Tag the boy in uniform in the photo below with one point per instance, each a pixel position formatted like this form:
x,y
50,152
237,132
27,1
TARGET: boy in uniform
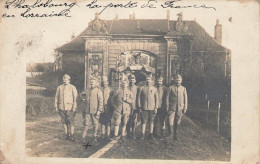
x,y
93,107
134,111
121,102
66,105
177,105
105,117
161,112
148,102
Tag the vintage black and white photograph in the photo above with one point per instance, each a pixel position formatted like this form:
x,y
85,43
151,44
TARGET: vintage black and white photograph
x,y
127,79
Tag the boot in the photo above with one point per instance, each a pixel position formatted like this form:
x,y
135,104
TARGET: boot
x,y
68,133
72,134
95,139
134,137
176,132
84,133
171,132
163,133
67,136
133,131
152,137
143,131
72,138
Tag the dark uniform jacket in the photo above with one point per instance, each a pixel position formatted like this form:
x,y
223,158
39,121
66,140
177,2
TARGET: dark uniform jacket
x,y
177,98
120,106
148,98
162,95
92,100
66,97
135,91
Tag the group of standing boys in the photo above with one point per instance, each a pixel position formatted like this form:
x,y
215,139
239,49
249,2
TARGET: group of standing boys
x,y
156,105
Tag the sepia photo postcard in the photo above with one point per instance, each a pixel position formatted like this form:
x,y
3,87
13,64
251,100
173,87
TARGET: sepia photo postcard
x,y
129,81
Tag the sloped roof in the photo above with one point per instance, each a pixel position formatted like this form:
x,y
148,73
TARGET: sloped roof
x,y
202,41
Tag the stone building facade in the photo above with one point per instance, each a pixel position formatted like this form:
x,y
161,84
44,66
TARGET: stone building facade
x,y
116,48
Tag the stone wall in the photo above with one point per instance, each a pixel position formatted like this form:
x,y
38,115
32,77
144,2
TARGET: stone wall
x,y
157,47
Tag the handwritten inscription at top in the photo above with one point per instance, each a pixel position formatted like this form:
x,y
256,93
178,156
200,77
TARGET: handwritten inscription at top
x,y
49,8
57,9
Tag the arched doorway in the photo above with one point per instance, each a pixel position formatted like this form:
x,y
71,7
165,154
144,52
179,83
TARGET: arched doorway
x,y
137,62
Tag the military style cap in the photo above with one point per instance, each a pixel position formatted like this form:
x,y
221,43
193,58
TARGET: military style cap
x,y
177,76
149,76
66,76
131,76
104,79
93,78
159,78
124,81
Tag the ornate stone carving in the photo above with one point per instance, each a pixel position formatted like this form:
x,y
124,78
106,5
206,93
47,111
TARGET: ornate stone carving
x,y
95,64
180,25
97,26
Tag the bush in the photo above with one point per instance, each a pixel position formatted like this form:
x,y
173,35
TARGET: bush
x,y
37,105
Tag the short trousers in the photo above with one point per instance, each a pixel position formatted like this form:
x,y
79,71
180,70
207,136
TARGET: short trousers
x,y
67,117
174,116
120,118
147,115
90,119
105,118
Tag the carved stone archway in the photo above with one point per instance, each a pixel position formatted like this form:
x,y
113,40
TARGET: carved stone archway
x,y
137,62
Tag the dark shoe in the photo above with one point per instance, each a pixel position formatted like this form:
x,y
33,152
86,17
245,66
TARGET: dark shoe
x,y
67,137
152,137
72,138
176,138
176,132
103,137
83,140
95,139
114,138
123,138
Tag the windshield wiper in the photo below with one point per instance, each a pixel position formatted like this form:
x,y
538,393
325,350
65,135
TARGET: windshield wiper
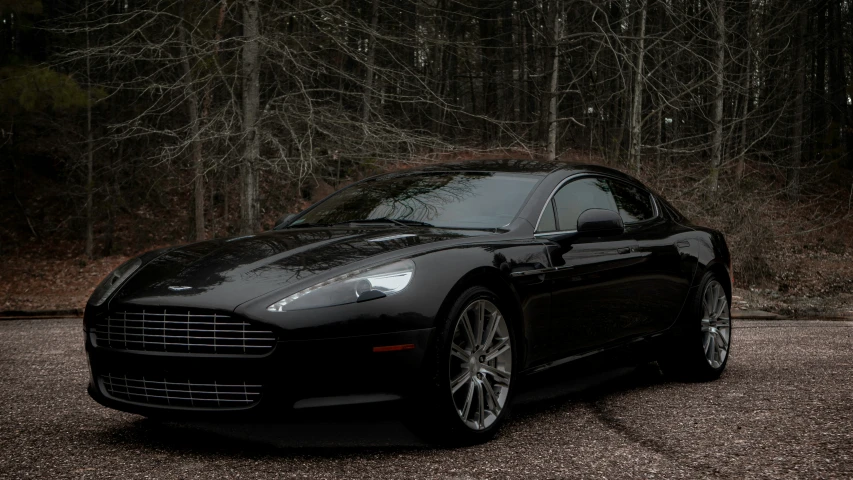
x,y
398,221
303,225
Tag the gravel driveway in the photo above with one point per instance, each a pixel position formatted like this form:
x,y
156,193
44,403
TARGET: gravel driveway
x,y
784,408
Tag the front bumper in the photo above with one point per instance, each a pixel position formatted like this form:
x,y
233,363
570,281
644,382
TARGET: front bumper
x,y
297,376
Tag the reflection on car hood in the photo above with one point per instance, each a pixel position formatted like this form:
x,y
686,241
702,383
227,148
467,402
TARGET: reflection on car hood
x,y
222,274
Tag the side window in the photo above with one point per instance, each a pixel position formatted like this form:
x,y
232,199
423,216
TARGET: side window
x,y
548,222
576,197
635,204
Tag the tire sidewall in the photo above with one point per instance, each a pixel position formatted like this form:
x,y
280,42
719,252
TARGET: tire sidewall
x,y
694,364
444,423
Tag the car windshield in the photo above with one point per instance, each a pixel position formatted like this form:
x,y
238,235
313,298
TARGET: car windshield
x,y
442,199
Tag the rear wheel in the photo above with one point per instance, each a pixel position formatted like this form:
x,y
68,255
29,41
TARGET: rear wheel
x,y
700,345
469,392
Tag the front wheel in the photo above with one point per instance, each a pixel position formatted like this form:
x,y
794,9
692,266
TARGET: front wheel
x,y
700,345
470,387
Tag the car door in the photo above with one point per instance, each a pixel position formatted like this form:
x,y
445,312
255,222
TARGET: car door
x,y
594,280
662,245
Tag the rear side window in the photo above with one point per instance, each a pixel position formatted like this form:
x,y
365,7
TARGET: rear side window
x,y
635,204
576,197
548,222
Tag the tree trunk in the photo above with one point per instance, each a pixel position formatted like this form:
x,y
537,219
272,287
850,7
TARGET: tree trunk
x,y
195,141
719,75
637,100
251,106
553,75
90,219
800,92
371,60
747,98
837,82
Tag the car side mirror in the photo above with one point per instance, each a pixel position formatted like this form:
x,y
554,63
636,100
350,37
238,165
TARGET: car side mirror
x,y
284,219
600,222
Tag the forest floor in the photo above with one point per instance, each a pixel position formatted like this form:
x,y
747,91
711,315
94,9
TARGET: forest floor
x,y
790,258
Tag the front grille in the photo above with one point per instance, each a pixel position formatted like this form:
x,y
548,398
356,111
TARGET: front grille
x,y
186,394
182,332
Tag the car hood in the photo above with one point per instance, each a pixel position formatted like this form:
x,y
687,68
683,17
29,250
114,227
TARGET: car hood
x,y
222,274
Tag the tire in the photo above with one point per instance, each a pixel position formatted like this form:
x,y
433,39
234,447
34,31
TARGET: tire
x,y
700,345
455,377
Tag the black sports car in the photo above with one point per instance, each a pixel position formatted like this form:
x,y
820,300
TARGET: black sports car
x,y
441,287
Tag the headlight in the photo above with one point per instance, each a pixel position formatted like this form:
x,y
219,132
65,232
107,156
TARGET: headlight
x,y
357,286
113,281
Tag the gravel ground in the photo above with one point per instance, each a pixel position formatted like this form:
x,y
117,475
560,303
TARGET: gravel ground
x,y
784,408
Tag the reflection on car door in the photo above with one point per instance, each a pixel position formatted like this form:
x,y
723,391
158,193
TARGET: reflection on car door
x,y
595,280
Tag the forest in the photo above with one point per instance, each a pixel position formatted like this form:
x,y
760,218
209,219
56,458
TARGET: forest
x,y
126,125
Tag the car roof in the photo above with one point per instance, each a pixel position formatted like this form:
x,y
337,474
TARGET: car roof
x,y
534,167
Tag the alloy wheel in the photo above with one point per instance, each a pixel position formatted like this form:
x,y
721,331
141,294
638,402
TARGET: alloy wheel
x,y
716,324
480,364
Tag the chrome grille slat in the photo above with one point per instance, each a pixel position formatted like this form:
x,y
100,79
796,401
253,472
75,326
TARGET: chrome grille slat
x,y
187,394
189,332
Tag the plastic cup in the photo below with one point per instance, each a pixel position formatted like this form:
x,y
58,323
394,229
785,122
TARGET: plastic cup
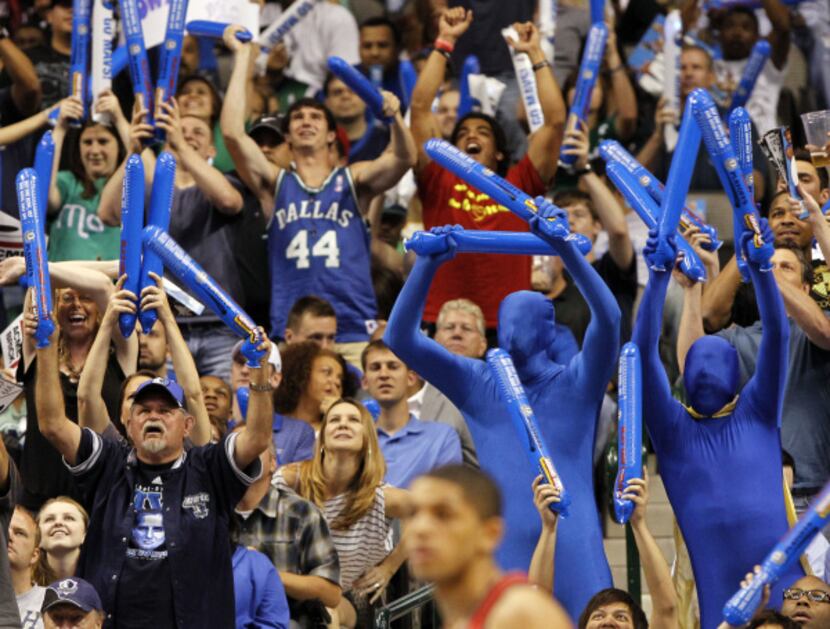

###

_Your objective_
Exactly as written, set down each line of the records, leaving out the pictures.

_Solution for this exercise_
Tag the boy in uniform in the photo below with one point per instance, each a pixel position formatted like this form:
x,y
50,152
237,132
27,1
TARGET: boy in uniform
x,y
93,107
134,111
121,102
66,105
177,105
105,117
161,112
148,102
Tag the vintage black and white photograph in the photo above with one point per instance, each a pixel position formatted like this form:
x,y
85,43
151,44
TARGET: vintage black and white photograph
x,y
127,79
Tag the boot in the photo above with one point per instance, each a pixel position formatted like this form:
x,y
135,104
TARGET: boot
x,y
68,133
72,134
95,139
134,137
176,132
84,133
171,132
163,133
67,136
133,131
152,137
143,131
72,138
Tag the dark uniform jacket in the photo above with one point per instance, each a pixel position formatted like this form:
x,y
223,158
39,121
66,140
177,2
TARGET: dark uniform jacket
x,y
177,98
120,106
148,98
162,95
92,100
66,97
135,91
Tag the group of standing boys in the photo above with one point per instance, each a pixel position formatted like this form:
x,y
215,139
239,49
249,2
TARGET: group of standing boys
x,y
156,105
Tag the sepia photo postcard in the photo above with one point per instance, each a pixel position formatted like this form:
x,y
3,87
13,64
251,100
173,87
TARGET: sepia photo postcard
x,y
129,81
Tag the sloped roof in the photo above with one point per instance, each a pixel position formatted like this form:
x,y
148,73
TARGET: sloped roof
x,y
202,41
Tag the stone building facade in the photo above with one point per instance, each a pixel position formatted like this form:
x,y
161,84
44,66
TARGET: stone building facade
x,y
116,48
Tag the stone wall in the photo above with one point per instance, each a pixel position formatted like this form:
x,y
38,115
32,77
144,2
TARGET: stone wall
x,y
157,47
Tag the handwritten inscription at top in the photo above with one point per instance, each a pixel position formatted like this form:
x,y
256,93
178,156
200,77
TARGET: handwritten inscription at top
x,y
49,8
57,9
Tag the arched doorway in the photo above with one point per instance, each a pixel position formatted like this form:
x,y
71,7
165,154
144,52
179,83
TARGET: arched doorway
x,y
137,62
Tag the military style cap in the photo above with one point per instance, each a pixel position formatted like this form:
x,y
221,43
193,58
TARGET: military style cap
x,y
177,76
149,76
66,76
131,76
104,79
93,78
159,78
124,81
Tag the ornate stone carving in the photo above with one point per instance, each a pixel position formatted like this form:
x,y
124,78
106,5
206,93
47,111
TARGET: ornate stone carving
x,y
95,64
180,25
97,26
Tag the bush in the photo above with one point per instance, each a pixel position formatted like this form:
x,y
173,35
TARGET: bush
x,y
37,105
Tag the short trousers in the photo above with one point per instance, each a pixel position formatted like this form:
x,y
79,71
180,70
207,136
TARGET: short trousers
x,y
67,117
174,116
120,118
147,115
90,119
105,118
Tag the carved stone archway in the photo above with one point per instance, each a pixel position formatted like this form:
x,y
113,40
TARGET: carved stone archway
x,y
137,62
Tag the dark shoe in the photo above with one point per instance, each a pixel position formatted like this form:
x,y
33,152
86,17
245,66
TARGET: dark shoe
x,y
67,137
152,137
72,138
176,138
176,132
103,137
83,140
95,139
114,138
123,138
Tag the windshield wiper in the photo below with one point per instance, each a pixel position formatted like this form:
x,y
538,393
325,350
65,135
TARGET: windshield wiper
x,y
398,221
303,225
Tag the gravel driveway in the photo above with one point per instance, each a pixel position formatted like this form:
x,y
156,193
44,403
TARGET: gravel driveway
x,y
784,408
Tag the front bumper in the photo above with one point per instance, each a pixel position formatted like this form:
x,y
233,363
570,281
644,382
TARGET: front bumper
x,y
297,376
Tag the reflection on car hood in the photo above with one point per instance, each a pixel position formatted like this form:
x,y
686,241
702,383
227,148
467,402
TARGET: reflection on car hood
x,y
222,274
Tag the side window in the photo above with one point per instance, each a pixel position formatted like this form:
x,y
232,199
423,216
TARGET: side window
x,y
548,222
576,197
635,204
Tag the tire sidewall in the photo above with one point per instance, each a pixel position formatted like this form:
x,y
280,42
719,252
TARGET: tire sidewall
x,y
694,364
444,423
Tag the car windshield in the photo above with one point per instance, each a pixel position formatted like this form:
x,y
238,235
313,298
TARGET: car windshield
x,y
442,199
Tag the rear wheel in the photo above with one point per instance, each a pixel position formatted like this form:
x,y
68,255
29,41
TARGET: rear wheel
x,y
700,345
469,392
Tag the front wheel in the photo above with one point per instance, each a pixel position formatted like this form:
x,y
794,9
692,266
TARGET: front wheel
x,y
700,345
470,387
Tag the car door in the photo above with one point per instance, each a pixel position formatted like this form:
x,y
445,312
255,222
TARGET: car door
x,y
594,280
662,245
Tag the rear side window in the photo above with one point per instance, each a pixel position formatted like this form:
x,y
365,7
TARGET: rear side window
x,y
635,204
576,197
548,222
Tag the tree trunk in the photo above with one point per instance, each a pixel position formatted like this form:
x,y
537,219
272,287
850,7
TARGET: tree trunk
x,y
195,141
719,75
637,100
251,106
553,75
90,219
800,92
371,60
747,98
837,82
Tag the car side mirror in the photo above with one point per instance, each a pixel position formatted like this form:
x,y
554,63
636,100
350,37
238,165
TARGET: car side mirror
x,y
284,219
600,222
Tag the forest floor in the photo above with one point per instance, each a pixel position formatted like this form:
x,y
747,91
711,315
94,9
TARGET: forest floor
x,y
790,258
Tag the front grille in the photo above with one point per instance, each a pixel position formatted like this form:
x,y
548,398
356,111
TARGET: front grille
x,y
186,394
182,332
Tag the car hood in the photo above with one point per instance, each a pixel position formatted like this form:
x,y
687,68
683,17
29,250
114,227
TARGET: car hood
x,y
222,274
Tag the tire in the photo above with one point per instance, each a pixel position formatted like this form:
x,y
433,39
234,447
34,31
TARGET: tire
x,y
700,345
455,377
Tag the black sports car in the photo above with one point per instance, each a pixel position formatted like this form:
x,y
820,300
TARGET: black sports car
x,y
441,287
Tag the headlight in the photo above with one point per instance, each a pixel position formatted like this form:
x,y
219,132
65,232
107,156
TARGET: headlight
x,y
357,286
113,281
Tag the gravel ground in the photo above with one point per instance, each a pixel position formatted like this form:
x,y
117,475
560,303
TARGET: gravel ground
x,y
784,408
Tag the reflection on car door in the photo above with one point per instance, each a pixel position formatted like this form:
x,y
723,391
158,193
TARGET: reflection on car door
x,y
595,280
Tag the forest in the photo above with one point per instance, each a pixel position formatted like this form:
x,y
760,218
209,219
56,458
TARGET: forest
x,y
126,125
Tag the car roof in the photo above with one point per instance, each a pixel position formatted like this form:
x,y
337,474
TARGET: car roof
x,y
534,167
Tag the alloy wheel in the photo above with one point per instance, each a pixel position formatted like this form:
x,y
721,331
141,294
638,402
TARGET: alloy wheel
x,y
716,324
480,364
Tag the chrome grille slat in the photo above with one point per instance, each a pixel position formatted like this form:
x,y
100,79
796,401
253,472
75,326
TARGET: chrome grille slat
x,y
187,394
189,332
Tag the plastic cup in the photo below with one point per instance, each a pixel position formatted like this form:
x,y
58,323
394,229
785,122
TARGET: plastic cup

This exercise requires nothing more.